YOUR INSTRUCTIONS: Pick out every line in the rows below that contains the string "blurred", and copy each such line. Treat uppercase and lowercase letters as distinct.

-- EXTRACTED RECORDS start --

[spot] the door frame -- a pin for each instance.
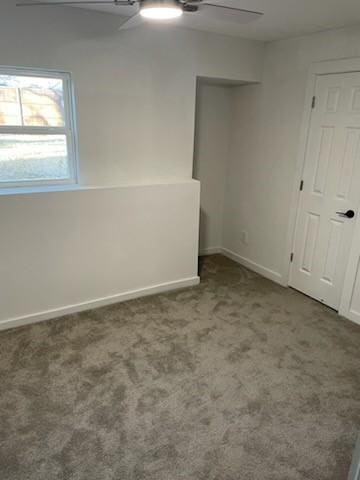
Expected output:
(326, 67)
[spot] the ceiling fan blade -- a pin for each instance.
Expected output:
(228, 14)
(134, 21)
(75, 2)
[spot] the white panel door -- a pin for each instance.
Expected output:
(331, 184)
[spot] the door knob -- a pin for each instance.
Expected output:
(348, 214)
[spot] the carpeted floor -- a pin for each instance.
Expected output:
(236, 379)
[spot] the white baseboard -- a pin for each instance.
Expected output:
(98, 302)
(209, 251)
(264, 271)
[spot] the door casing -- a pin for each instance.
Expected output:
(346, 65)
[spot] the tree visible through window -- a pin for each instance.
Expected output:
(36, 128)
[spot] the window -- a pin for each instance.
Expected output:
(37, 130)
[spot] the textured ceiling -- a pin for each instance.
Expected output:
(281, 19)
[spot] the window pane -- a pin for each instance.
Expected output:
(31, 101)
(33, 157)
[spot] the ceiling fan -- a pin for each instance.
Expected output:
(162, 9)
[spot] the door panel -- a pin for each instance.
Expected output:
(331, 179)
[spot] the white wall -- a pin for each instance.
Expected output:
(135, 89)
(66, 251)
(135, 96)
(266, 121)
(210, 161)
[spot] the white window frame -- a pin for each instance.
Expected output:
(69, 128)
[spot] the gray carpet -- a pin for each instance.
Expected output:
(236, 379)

-- EXTRACTED RECORDS end --
-- EXTRACTED RECORDS start --

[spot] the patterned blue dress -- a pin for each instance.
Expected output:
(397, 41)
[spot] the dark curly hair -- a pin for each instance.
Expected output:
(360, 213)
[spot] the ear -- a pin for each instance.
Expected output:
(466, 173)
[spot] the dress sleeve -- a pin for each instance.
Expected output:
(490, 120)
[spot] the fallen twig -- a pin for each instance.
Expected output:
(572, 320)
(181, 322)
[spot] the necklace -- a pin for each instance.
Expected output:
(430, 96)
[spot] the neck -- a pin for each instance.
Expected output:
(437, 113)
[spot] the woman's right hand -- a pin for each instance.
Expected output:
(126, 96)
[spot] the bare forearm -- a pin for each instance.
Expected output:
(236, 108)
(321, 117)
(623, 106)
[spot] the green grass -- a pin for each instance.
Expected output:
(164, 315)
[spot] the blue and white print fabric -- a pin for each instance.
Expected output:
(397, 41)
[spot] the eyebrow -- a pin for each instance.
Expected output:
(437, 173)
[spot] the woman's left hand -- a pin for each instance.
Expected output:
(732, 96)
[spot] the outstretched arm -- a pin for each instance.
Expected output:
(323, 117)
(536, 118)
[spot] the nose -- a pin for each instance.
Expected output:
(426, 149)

-- EXTRACTED RECORDS end --
-- EXTRACTED RECORDS start --

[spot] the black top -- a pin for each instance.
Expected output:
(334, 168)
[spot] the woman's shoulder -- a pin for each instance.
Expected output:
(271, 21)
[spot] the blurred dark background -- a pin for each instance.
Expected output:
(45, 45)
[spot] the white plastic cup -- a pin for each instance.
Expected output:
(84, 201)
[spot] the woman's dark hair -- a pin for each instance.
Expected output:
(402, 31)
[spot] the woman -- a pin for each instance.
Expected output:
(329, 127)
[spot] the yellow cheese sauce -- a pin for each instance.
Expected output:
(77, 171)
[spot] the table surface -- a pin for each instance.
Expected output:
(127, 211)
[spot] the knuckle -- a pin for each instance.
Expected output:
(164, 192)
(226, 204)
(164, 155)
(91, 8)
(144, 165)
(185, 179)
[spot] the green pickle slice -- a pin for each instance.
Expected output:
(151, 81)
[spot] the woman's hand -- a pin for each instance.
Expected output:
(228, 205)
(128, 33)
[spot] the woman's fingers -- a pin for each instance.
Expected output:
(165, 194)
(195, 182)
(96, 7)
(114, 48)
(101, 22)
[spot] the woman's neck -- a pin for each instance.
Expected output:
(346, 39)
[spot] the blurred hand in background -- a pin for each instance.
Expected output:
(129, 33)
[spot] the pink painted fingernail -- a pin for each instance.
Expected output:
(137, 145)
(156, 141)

-- EXTRACTED RECORDS end --

TASK RESULT:
[spot] the blurred dark background -- a pin for each instance.
[spot] the blurred hand in background -- a pin for each instance.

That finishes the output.